- **Tarefa a fazer**
Reproduza sem alterações a passagem do texto sobre o ornitorrinco enviado a Churchill, de "O nome do raro" a "graças do primeiro-ministro.".

Crédito, Museu Australiano
- Author, Tiffanie Turnbull
- Role, De Sydney (Austrália) para a BBC News
Em 1943, um navio camuflado partiu da Austrália com destino à Inglaterra, transportando um passageiro ultrassecreto: um ornitorrinco.
O nome do raro animal era Winston, em homenagem ao seu futuro proprietário: o então primeiro-ministro britânico Winston Churchill (1874-1965). Era um presente inusitado de um país que tentava desesperadamente cair nas graças do primeiro-ministro.
E havia um motivo muito forte por trás da iniciativa. A Segunda Guerra Mundial (1939-1945) se estendia para o Pacífico, chegando às portas da Austrália.
Mas, dias antes da chegada ao seu destino, Winston, o ornitorrinco, foi encontrado morto na água da gaiola construída especialmente para a viagem, em meio à guerra que se desenrolava nos mares ao seu redor.

- **Dados fornecidos**
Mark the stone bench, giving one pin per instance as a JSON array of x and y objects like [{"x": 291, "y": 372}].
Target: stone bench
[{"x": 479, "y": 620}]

- **Resposta do exercício**
O nome do raro animal era Winston, em homenagem ao seu futuro proprietário: o então primeiro-ministro britânico Winston Churchill (1874-1965). Era um presente inusitado de um país que tentava desesperadamente cair nas graças do primeiro-ministro.